**Brief**
Every line below should be repeated exactly.

**Source material**
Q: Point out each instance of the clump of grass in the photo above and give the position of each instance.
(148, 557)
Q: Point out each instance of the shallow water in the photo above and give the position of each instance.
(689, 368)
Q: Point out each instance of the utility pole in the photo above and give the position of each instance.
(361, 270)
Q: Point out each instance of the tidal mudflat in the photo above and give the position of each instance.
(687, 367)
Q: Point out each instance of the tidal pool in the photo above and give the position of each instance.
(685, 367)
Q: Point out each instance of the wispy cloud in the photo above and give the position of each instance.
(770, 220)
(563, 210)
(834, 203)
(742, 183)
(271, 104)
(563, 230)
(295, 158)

**Response**
Q: Point out each instance of the clump of grass in the photo above and give the position of each instance.
(148, 557)
Q: Point out each instance of the shallow water in the photo above and give the position of each instance.
(689, 368)
Q: Point out each instance of the utility pole in the photo above and give the position of each instance.
(361, 270)
Q: Point out each instance of the tidal mudflat in the photo above and give the position of each instance.
(687, 367)
Q: Point out each instance of the tidal pool in the photo above and give the position of each instance.
(685, 367)
Q: Point out each instance of the wispy cloud in the photo above and give the position of each instance.
(770, 220)
(563, 210)
(834, 203)
(742, 183)
(271, 104)
(563, 230)
(295, 158)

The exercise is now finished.